Don had climbed Mt. Rainer in 1970. He decided to do it again, but he knew he couldn’t do it alone. He hopped five miles a day on his crutches. With a team of four others, he made it within 400 feet from the top before they were forced off by whiteout conditions and screaming winds. Four months later, he was training again with his team captain. They trained together for another year before returning to the mountain. He climbed for five days, 14 hours a day, sometimes hopping, sometimes crawling up the incline on one leg, and on July 15, 1982, Don Bennet touched the summit at 14,410 feet. He was the first amputee to climb Mt. Rainer.

= = =

STATED GOAL 1: From the passage about Don Bennet's climb, list every distance or height that the text gives in miles or feet.

= = =

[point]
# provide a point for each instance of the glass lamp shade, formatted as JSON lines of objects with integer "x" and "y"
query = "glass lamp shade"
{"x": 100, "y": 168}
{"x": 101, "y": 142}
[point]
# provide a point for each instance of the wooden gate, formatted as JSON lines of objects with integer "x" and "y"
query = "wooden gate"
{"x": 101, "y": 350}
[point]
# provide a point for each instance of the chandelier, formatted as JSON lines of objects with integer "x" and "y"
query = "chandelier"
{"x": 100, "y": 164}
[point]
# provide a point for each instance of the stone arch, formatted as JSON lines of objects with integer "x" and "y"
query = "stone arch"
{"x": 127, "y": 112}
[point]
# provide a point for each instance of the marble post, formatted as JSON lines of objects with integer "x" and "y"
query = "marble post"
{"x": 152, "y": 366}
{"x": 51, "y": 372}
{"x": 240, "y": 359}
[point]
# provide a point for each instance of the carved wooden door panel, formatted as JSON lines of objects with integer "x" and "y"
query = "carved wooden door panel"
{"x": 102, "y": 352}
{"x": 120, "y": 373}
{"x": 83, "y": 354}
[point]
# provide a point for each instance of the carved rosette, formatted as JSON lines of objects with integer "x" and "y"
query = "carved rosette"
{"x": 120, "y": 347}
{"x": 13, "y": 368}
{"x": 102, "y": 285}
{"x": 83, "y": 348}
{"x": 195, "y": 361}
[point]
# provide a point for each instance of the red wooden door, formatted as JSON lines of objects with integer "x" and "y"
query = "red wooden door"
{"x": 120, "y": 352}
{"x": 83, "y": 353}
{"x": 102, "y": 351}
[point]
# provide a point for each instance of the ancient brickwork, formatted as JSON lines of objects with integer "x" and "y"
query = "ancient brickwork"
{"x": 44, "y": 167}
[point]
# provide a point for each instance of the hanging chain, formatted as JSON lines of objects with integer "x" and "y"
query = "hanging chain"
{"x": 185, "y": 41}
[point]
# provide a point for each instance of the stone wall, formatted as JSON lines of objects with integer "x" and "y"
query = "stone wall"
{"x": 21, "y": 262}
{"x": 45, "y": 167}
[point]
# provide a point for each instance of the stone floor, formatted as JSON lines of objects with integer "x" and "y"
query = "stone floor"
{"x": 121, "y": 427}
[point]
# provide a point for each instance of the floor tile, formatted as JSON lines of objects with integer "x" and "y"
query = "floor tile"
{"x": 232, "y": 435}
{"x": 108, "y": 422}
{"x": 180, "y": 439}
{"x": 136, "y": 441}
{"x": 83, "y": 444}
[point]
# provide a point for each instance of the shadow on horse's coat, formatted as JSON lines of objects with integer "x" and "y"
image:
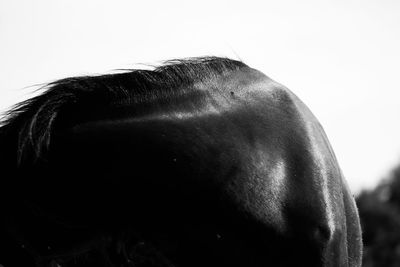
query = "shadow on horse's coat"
{"x": 200, "y": 162}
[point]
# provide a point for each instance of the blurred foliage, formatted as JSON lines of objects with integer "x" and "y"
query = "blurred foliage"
{"x": 380, "y": 220}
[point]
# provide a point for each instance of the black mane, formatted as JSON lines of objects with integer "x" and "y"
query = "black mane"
{"x": 29, "y": 124}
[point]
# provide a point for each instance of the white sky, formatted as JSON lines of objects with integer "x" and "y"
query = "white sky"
{"x": 342, "y": 58}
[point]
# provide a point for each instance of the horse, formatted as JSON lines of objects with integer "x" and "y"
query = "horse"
{"x": 196, "y": 162}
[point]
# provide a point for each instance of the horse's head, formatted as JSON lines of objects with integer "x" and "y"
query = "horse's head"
{"x": 202, "y": 162}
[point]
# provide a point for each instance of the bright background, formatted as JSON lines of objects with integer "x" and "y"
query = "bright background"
{"x": 342, "y": 58}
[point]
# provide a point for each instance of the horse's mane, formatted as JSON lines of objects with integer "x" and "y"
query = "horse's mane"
{"x": 30, "y": 123}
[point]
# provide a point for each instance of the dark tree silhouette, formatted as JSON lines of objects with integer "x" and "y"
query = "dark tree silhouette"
{"x": 380, "y": 219}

= = =

STATED GOAL 2: Extract every line of the records that contains the string "black", matching case exactly.

FULL RESPONSE 1:
- five miles
- 400 feet
- 14,410 feet

FULL RESPONSE 2:
# provide a point for each instance of the black mane, formatted as JSON lines of objects with integer "x" and "y"
query = "black mane"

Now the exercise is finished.